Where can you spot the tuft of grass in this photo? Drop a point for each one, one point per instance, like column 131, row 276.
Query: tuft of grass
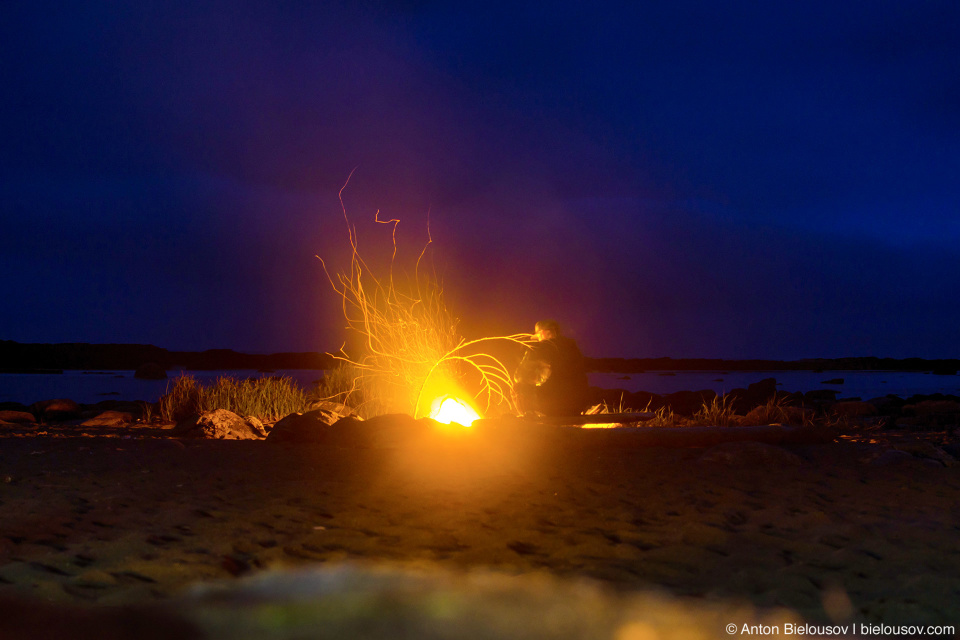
column 775, row 411
column 664, row 417
column 147, row 413
column 409, row 348
column 718, row 412
column 268, row 399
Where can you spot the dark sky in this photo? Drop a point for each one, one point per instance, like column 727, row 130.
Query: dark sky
column 689, row 179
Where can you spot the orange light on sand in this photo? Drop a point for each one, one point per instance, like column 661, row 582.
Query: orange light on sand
column 449, row 410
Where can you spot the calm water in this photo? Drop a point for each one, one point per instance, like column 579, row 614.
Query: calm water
column 91, row 387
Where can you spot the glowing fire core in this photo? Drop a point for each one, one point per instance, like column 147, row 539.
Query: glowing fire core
column 448, row 410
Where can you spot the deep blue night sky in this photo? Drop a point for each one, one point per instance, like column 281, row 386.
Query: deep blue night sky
column 688, row 179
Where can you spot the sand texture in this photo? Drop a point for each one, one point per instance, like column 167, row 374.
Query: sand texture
column 831, row 532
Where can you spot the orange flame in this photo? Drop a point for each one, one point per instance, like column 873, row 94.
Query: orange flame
column 449, row 410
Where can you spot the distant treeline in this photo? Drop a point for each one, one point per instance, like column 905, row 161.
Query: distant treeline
column 17, row 357
column 639, row 365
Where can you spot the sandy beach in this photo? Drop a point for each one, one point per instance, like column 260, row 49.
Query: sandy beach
column 838, row 531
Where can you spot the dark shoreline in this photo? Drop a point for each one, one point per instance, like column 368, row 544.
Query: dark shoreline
column 18, row 357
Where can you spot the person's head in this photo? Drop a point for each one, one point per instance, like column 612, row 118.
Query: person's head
column 546, row 329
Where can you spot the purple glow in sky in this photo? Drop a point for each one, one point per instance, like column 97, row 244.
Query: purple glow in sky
column 687, row 179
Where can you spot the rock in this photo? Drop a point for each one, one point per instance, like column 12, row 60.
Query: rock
column 17, row 416
column 892, row 457
column 312, row 426
column 340, row 409
column 219, row 425
column 854, row 409
column 761, row 415
column 108, row 419
column 927, row 451
column 150, row 371
column 820, row 396
column 745, row 454
column 256, row 424
column 888, row 404
column 59, row 409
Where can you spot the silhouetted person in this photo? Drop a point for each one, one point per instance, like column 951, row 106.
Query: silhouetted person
column 551, row 378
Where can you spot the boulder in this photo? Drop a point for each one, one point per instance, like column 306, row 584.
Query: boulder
column 59, row 409
column 927, row 451
column 21, row 417
column 892, row 458
column 257, row 425
column 781, row 415
column 381, row 432
column 750, row 454
column 820, row 396
column 150, row 371
column 854, row 409
column 108, row 419
column 312, row 426
column 340, row 409
column 217, row 425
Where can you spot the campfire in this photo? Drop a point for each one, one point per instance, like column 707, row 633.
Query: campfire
column 410, row 356
column 450, row 410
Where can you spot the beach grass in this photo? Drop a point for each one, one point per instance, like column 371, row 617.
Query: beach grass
column 268, row 399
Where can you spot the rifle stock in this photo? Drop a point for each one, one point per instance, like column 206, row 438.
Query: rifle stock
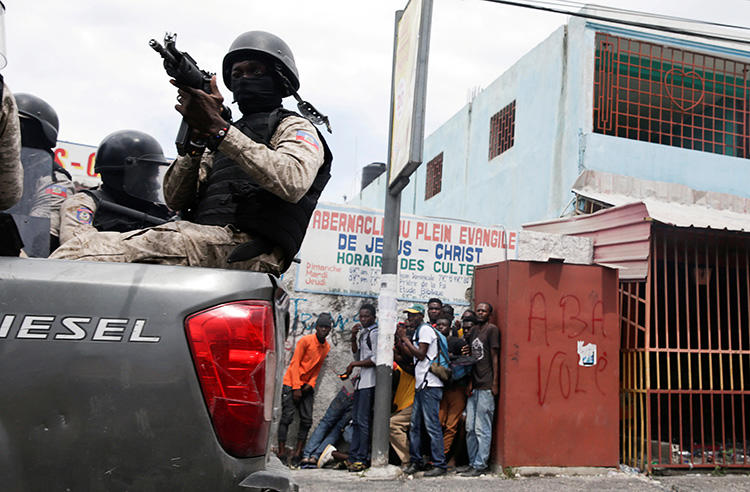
column 180, row 66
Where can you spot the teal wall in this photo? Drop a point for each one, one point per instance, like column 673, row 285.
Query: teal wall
column 553, row 89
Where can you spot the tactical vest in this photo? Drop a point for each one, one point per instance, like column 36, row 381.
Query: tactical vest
column 229, row 196
column 107, row 220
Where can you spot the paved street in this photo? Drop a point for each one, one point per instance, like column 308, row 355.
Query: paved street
column 333, row 480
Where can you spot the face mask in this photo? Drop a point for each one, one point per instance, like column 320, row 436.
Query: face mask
column 256, row 94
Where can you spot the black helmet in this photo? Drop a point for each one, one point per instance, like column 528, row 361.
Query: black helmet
column 133, row 162
column 39, row 123
column 254, row 42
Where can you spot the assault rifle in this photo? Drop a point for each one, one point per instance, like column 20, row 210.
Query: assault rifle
column 181, row 67
column 129, row 212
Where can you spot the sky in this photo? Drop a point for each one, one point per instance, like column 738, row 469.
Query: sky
column 91, row 60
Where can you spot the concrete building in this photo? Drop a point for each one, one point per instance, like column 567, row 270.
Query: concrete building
column 592, row 96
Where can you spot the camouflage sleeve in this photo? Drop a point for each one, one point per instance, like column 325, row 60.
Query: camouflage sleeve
column 289, row 167
column 49, row 197
column 11, row 171
column 77, row 216
column 182, row 180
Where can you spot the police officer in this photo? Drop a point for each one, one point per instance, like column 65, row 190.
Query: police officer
column 46, row 183
column 11, row 171
column 250, row 193
column 131, row 164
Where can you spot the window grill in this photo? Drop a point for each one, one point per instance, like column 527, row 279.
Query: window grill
column 502, row 130
column 670, row 96
column 685, row 357
column 434, row 178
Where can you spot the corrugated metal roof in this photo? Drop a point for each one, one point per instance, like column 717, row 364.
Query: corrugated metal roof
column 622, row 233
column 669, row 203
column 621, row 236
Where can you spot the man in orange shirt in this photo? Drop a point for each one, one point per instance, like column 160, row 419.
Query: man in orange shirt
column 299, row 385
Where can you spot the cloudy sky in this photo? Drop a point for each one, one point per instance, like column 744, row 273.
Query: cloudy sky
column 91, row 60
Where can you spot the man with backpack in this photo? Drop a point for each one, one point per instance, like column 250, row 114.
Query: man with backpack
column 364, row 346
column 454, row 392
column 423, row 346
column 484, row 345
_ _ _ _ _ _ _
◆ **PROMPT**
Can you repeat, word for word, every line above from the one containing "Where can you spot the glowing" down to the one containing "Where can you spot the distant", including both?

◆ **ANSWER AREA**
Where can you spot the glowing fire core in this photo? Drop a point for each one, one point per instance, like column 147, row 539.
Query: glowing fire core
column 448, row 410
Where can you spot the deep blue night sky in this photo? Drop a point for each one, one point per instance, like column 281, row 386.
Query: deep blue night sky
column 688, row 179
Where can you spot the sand texture in this photo? Drop a point for each one, one point per instance, like column 167, row 374.
Query: sand texture
column 831, row 532
Where can you spot the orange flame in this photo? Drop a point for each one, one point per instance, like column 873, row 94.
Query: orange flame
column 449, row 410
Where can you spot the distant treeline in this photo? Drop a point for each one, one point per instance, like column 905, row 161.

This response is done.